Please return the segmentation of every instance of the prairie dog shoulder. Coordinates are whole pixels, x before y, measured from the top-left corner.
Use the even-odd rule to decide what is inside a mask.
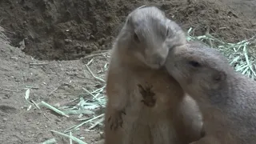
[[[170,50],[166,67],[185,91],[199,102],[204,122],[208,123],[206,134],[207,130],[211,132],[222,142],[255,142],[256,82],[234,72],[222,54],[190,42]],[[224,125],[229,127],[225,129]],[[218,130],[230,134],[218,134]]]
[[[160,69],[169,49],[186,42],[182,29],[154,6],[136,9],[127,16],[113,46],[106,75],[106,143],[169,144],[177,141],[172,112],[184,92],[166,70]],[[141,102],[138,84],[145,86],[146,83],[153,85],[154,108]],[[191,130],[194,138],[198,138],[200,128]],[[113,138],[117,134],[118,141]]]

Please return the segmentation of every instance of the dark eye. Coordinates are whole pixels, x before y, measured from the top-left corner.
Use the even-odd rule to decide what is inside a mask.
[[[194,67],[200,67],[201,66],[200,63],[196,61],[190,61],[189,64]]]
[[[139,39],[138,39],[138,35],[134,33],[134,41],[137,42],[139,42]]]

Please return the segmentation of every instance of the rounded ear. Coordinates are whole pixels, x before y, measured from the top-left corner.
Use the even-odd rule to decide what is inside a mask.
[[[214,82],[222,82],[226,79],[226,74],[224,71],[216,71],[213,74],[212,78]]]

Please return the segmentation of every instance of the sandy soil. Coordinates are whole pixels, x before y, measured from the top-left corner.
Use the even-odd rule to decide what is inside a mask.
[[[37,102],[65,106],[78,98],[74,94],[84,93],[83,86],[102,86],[86,70],[85,63],[90,58],[84,57],[110,49],[124,18],[137,6],[156,5],[184,30],[194,28],[195,34],[205,34],[208,27],[210,33],[227,42],[255,34],[256,1],[190,2],[1,1],[0,26],[5,31],[1,29],[0,143],[39,143],[54,137],[50,130],[62,131],[78,124],[78,115],[66,118],[34,106],[27,110],[26,88],[30,88],[30,99]],[[95,57],[90,67],[97,73],[106,62],[107,58]],[[105,78],[104,72],[98,75]],[[85,137],[88,143],[101,143],[101,132],[102,126],[96,126],[74,135]],[[58,143],[68,143],[56,138]]]

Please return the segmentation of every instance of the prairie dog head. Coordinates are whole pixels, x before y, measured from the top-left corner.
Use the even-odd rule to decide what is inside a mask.
[[[166,67],[182,88],[194,95],[222,89],[227,74],[232,73],[227,58],[199,42],[189,42],[170,50]]]
[[[154,69],[164,65],[170,47],[186,43],[182,28],[155,6],[132,11],[121,34],[119,44],[127,45],[126,50],[134,58]]]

→ AIM OF THE TASK:
Can you rewrite all the records above with every "prairie dog" changed to "ground squirrel" and nothing else altered? Leave the pictures out.

→ ANSWER BELOW:
Please return the segmentation of every instance of the ground squirrel shoulder. Coordinates are whole pixels, x before y, measured from the top-left corner.
Use the even-odd rule to decide what is inside a mask.
[[[170,50],[166,67],[185,91],[199,102],[204,122],[208,123],[206,134],[207,130],[211,132],[222,142],[255,142],[256,82],[234,72],[222,54],[190,42]],[[224,125],[229,127],[225,129]],[[218,130],[230,134],[218,134]]]
[[[160,69],[169,49],[186,42],[182,29],[154,6],[136,9],[127,16],[113,46],[106,75],[106,143],[169,144],[177,141],[172,112],[184,92],[166,70]],[[141,102],[138,84],[145,86],[146,83],[153,85],[154,108]],[[191,130],[194,138],[198,138],[200,128]],[[113,138],[117,134],[118,141]]]

Please return the segmentation of every instance of the dark eye. Coordinates are whole pixels, x before y, measured from the top-left corner.
Use the even-odd rule to decide what is inside a mask.
[[[194,67],[200,67],[201,66],[200,63],[196,61],[190,61],[189,64]]]
[[[139,39],[138,39],[138,35],[134,33],[134,41],[137,42],[139,42]]]

Please return the segmentation of every instance of the rounded ear. Coordinates are whole pixels, x before y, measured from the top-left corner.
Use the even-odd rule to decide what is inside a mask.
[[[214,82],[222,82],[226,79],[226,74],[224,71],[216,71],[213,74],[212,78]]]

Please return the segmentation of every instance of the sandy soil. Coordinates are whole pixels, x before y, measured from the top-left corner.
Use the even-odd rule to decide what is inside a mask.
[[[37,102],[65,106],[78,98],[74,94],[84,93],[83,86],[102,86],[86,70],[85,63],[90,58],[84,57],[110,49],[124,18],[137,6],[156,5],[184,30],[194,28],[195,34],[205,34],[208,27],[210,33],[227,42],[255,34],[256,1],[190,2],[1,1],[0,26],[5,31],[1,29],[0,143],[39,143],[54,137],[50,130],[62,131],[78,124],[78,115],[66,118],[34,106],[27,110],[26,88],[30,88],[30,99]],[[95,57],[90,67],[97,73],[106,62],[107,58]],[[105,78],[104,72],[98,75]],[[85,137],[88,143],[101,143],[101,132],[102,126],[96,126],[74,135]],[[58,143],[68,143],[56,138]]]

Please return the segmentation of every instance of the ground squirrel head. Coordinates are whole pixels, x before y, measured from the top-left corner.
Use the even-odd rule to decide what is inside a mask.
[[[166,67],[182,88],[194,95],[222,89],[227,74],[232,73],[227,58],[199,42],[189,42],[170,50]]]
[[[154,69],[164,65],[170,47],[186,43],[182,28],[155,6],[132,11],[121,34],[119,44],[127,45],[126,50],[134,58]]]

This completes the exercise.